## Problem description
The records that follow are to be transcribed in full, without their images.

## Exercise materials

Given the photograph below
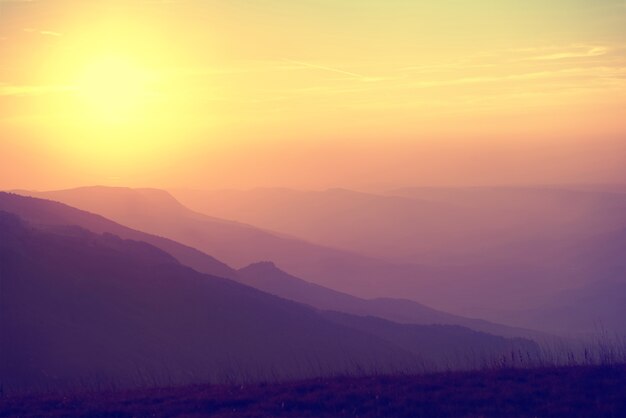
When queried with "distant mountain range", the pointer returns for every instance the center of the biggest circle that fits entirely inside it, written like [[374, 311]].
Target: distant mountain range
[[264, 276], [84, 307], [504, 285]]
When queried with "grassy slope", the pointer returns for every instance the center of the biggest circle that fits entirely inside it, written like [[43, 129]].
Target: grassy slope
[[550, 392]]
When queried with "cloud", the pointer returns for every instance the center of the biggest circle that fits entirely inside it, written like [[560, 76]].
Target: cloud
[[577, 51], [32, 90], [43, 32], [360, 77]]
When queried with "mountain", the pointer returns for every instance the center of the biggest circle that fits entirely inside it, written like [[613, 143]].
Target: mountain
[[597, 308], [267, 277], [264, 276], [157, 212], [79, 309], [83, 308], [548, 256], [424, 225], [476, 251], [46, 212]]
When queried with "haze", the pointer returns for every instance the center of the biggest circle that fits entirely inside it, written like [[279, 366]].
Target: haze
[[311, 94]]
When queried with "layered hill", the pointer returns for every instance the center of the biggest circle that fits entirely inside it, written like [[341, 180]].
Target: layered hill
[[82, 307]]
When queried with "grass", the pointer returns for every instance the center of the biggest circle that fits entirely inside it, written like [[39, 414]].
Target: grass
[[567, 391]]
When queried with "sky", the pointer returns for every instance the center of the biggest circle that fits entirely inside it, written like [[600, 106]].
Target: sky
[[363, 94]]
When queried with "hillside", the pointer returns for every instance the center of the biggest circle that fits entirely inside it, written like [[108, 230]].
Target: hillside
[[80, 307], [267, 277], [575, 392]]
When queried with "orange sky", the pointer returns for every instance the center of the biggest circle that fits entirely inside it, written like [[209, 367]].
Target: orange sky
[[312, 94]]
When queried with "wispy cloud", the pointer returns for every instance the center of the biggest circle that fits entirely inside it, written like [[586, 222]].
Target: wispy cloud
[[573, 51], [358, 76], [43, 32], [32, 90]]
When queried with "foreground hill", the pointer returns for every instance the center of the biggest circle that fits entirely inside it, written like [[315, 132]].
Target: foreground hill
[[80, 307], [575, 392], [263, 276]]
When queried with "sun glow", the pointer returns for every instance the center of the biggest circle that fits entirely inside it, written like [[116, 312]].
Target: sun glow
[[115, 90]]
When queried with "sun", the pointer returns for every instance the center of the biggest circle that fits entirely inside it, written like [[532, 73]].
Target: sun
[[115, 90]]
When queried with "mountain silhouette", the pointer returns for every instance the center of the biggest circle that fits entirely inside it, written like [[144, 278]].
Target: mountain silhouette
[[46, 212], [82, 307], [267, 277]]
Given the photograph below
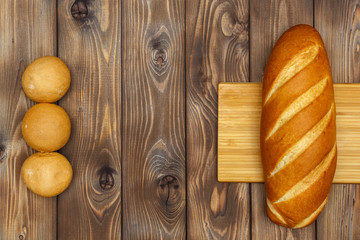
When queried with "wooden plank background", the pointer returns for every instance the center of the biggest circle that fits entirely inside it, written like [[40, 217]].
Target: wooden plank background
[[143, 106]]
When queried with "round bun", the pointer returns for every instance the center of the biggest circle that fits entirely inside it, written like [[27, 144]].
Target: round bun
[[47, 174], [47, 79], [46, 127]]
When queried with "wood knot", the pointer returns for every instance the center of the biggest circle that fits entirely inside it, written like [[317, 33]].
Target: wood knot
[[3, 154], [159, 47], [106, 179], [169, 189], [231, 26], [169, 181], [79, 10], [159, 59]]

## Correct answer
Given the photograph below
When queried with "distant mountain range", the pointer returns for every instance the center of the biggest circle that fits entirely inside it, written like [[374, 311]].
Target: distant mountain range
[[264, 276], [84, 307], [504, 285]]
When queried with "grassy slope", the pointer returns for every instance the center of the biggest circle that fits entirely inside it, written like [[43, 129]].
Target: grassy slope
[[550, 392]]
When queried with "cloud", the pointer returns for every instance the center of the biggest circle that fits entirely inside it, written like [[560, 76]].
Target: cloud
[[577, 51], [32, 90], [43, 32], [360, 77]]
When queried with "mountain", the pointer returns for every instance the center of the biggest circle that fits entirely inside it, written like [[613, 143]].
Target: mountain
[[597, 308], [267, 277], [264, 276], [157, 212], [79, 309], [83, 308], [548, 256], [424, 225], [476, 251], [46, 212]]
When queried with "haze", the pointer returns for every instance the center of the biggest circle that fits entirely inside it, written like [[279, 366]].
Target: haze
[[311, 94]]
When queried with "layered hill", the pointer returns for every instance the center of the biggest circle that fits entirely inside it, written like [[341, 180]].
Target: layered hill
[[82, 307]]
When queried with "grass", the pointer returns for every instance the center of the biggest circle that fits entirely inside it, written like [[39, 414]].
Target: grass
[[567, 391]]
When queried with "sky", the pointer returns for every instance the center of the biggest circle that fits entirely inside it, written like [[600, 106]].
Target: sky
[[363, 94]]
When queried with "hillside", the pointer returns for every instance the center of the biggest circle that fits entirely inside it, written like [[108, 230]].
Target: hillside
[[80, 307], [267, 277], [575, 392]]
When queried with "orange sky", the pointer returns for every instance the center of the biggest circle that fits entirely inside it, written like [[209, 367]].
Target: orange sky
[[312, 94]]
When queried with "wispy cloud", the pointer returns for every instance the center of the biggest circle that fits entirely inside it, written like [[586, 222]].
Target: wispy cloud
[[573, 51], [358, 76], [43, 32], [32, 90]]
When queried with "foreground hill", the pointer returns for every instance the center of the biggest circle that fits entirely inside it, written like [[315, 132]].
Target: foreground hill
[[80, 307], [575, 392], [263, 276]]
When queried with "sun glow", the pointer returns for every instance the center of the biggest circle that fits entirely inside it, written like [[116, 312]].
Target: sun glow
[[115, 90]]
When queried with "sun", the pointer returns for every instance the center of the biggest circle that fits entirely inside it, written like [[532, 73]].
Target: sun
[[115, 90]]
When queried with "mountain silhouette", the pointer returns for every instance the center of the biggest circle that fits entirely inside it, written like [[144, 278]].
Target: mountain silhouette
[[46, 212], [82, 307], [267, 277]]
Given the photograph below
When queried with "wooden plank background", the pointer returns for every instance the center of the biggest circle that fits entirely inside it, written like [[40, 217]].
Target: wooden plank background
[[143, 106]]
When queried with "round bun", the pointer returns for every instance the center of the biggest circle that fits entirely inside it, written like [[27, 144]].
Target: round bun
[[47, 174], [47, 79], [46, 127]]
When queried with "wood knot", the pointer returns for every instance the center of the biggest circle that fits entirely inside it, written like [[317, 33]].
Target: wood knot
[[3, 154], [159, 47], [106, 179], [169, 189], [231, 26], [169, 181], [79, 10], [159, 59]]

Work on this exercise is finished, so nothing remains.